§ Objective
Print, please, the line that contains "Rules. Find each instance of the shallow" and each line after it to the end of the entries, unchanged and with nothing else.

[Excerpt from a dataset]
────────────────────────────────────────

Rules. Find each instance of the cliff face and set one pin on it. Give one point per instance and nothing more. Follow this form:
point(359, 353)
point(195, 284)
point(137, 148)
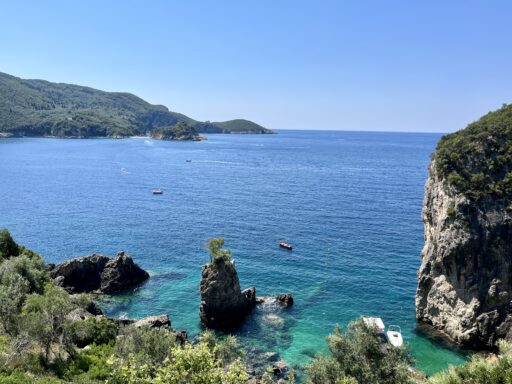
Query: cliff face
point(223, 304)
point(465, 278)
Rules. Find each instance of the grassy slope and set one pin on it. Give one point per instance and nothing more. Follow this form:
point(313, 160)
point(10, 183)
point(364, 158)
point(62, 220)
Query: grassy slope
point(42, 108)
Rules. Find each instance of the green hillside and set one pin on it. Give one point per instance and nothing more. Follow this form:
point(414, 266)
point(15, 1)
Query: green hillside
point(42, 108)
point(477, 160)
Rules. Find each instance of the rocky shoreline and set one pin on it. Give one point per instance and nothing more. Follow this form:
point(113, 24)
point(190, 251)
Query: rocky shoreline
point(224, 306)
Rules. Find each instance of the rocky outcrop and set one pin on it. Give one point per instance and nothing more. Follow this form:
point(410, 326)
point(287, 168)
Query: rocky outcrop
point(98, 273)
point(160, 321)
point(223, 304)
point(286, 299)
point(465, 278)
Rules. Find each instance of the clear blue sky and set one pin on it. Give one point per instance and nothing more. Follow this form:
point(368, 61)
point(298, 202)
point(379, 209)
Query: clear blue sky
point(348, 65)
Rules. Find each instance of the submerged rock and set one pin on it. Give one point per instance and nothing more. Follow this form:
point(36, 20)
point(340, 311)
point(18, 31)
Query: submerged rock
point(465, 279)
point(98, 273)
point(223, 304)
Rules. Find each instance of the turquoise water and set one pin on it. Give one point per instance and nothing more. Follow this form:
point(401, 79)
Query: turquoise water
point(349, 202)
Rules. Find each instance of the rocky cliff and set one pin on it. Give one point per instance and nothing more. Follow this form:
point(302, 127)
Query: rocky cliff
point(465, 278)
point(223, 304)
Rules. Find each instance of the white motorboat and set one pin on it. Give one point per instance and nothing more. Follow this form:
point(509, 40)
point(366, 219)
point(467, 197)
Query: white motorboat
point(394, 336)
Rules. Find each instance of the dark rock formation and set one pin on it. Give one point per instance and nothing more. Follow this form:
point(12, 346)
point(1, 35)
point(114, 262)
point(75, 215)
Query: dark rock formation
point(223, 304)
point(465, 278)
point(98, 273)
point(285, 299)
point(160, 321)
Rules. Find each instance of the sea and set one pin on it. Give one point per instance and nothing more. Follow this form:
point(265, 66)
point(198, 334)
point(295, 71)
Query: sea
point(349, 202)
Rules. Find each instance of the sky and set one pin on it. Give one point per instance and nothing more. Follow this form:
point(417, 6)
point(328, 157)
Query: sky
point(418, 66)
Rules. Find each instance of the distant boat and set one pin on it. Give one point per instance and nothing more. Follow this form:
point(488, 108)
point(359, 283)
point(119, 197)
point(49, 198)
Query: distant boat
point(394, 336)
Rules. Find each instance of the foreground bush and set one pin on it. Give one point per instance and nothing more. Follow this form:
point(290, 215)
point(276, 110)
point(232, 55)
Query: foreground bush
point(147, 356)
point(480, 370)
point(357, 357)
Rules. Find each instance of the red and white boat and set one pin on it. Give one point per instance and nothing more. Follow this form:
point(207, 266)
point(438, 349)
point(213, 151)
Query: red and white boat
point(282, 244)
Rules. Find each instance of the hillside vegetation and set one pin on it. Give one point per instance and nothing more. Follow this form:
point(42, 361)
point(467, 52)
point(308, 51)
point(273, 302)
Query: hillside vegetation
point(477, 160)
point(41, 341)
point(42, 108)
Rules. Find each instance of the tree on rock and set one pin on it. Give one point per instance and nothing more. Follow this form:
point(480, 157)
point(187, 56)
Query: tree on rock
point(216, 252)
point(8, 246)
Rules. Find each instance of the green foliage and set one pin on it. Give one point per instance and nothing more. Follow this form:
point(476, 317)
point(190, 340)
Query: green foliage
point(19, 276)
point(203, 363)
point(8, 246)
point(93, 330)
point(180, 131)
point(357, 356)
point(145, 346)
point(477, 161)
point(217, 254)
point(42, 108)
point(240, 126)
point(90, 365)
point(44, 319)
point(480, 370)
point(19, 377)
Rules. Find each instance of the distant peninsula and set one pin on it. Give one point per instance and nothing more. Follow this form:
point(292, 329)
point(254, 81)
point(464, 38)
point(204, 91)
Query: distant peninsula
point(42, 108)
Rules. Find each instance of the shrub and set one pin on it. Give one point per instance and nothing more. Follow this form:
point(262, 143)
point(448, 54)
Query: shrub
point(91, 364)
point(146, 346)
point(93, 330)
point(203, 363)
point(44, 319)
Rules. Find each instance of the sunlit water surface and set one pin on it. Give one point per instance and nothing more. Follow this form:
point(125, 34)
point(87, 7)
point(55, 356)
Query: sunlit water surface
point(349, 202)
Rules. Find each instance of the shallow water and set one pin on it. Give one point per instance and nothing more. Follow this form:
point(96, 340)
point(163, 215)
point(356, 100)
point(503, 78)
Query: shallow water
point(349, 202)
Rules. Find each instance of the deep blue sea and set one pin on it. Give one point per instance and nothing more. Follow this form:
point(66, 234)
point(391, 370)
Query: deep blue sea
point(349, 202)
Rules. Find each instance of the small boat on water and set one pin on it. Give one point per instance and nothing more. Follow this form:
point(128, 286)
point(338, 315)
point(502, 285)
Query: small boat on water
point(394, 336)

────────────────────────────────────────

§ Final answer
Rules. Find each instance of the shallow water and set one pin on it. Give one point per instance and nothing more. Follow this form:
point(96, 340)
point(163, 215)
point(356, 100)
point(503, 78)
Query: shallow water
point(349, 202)
Rules. Find each instance of the deep blue sea and set one pin on it. Give one point per instance and nothing more. Follow this form:
point(66, 234)
point(391, 370)
Query: deep blue sea
point(349, 202)
Rules. Find each instance of the small boat on water and set one pin on it. Give one point per instance and nothing more. Follow this form:
point(128, 286)
point(338, 315)
point(502, 285)
Query: small boat on water
point(394, 336)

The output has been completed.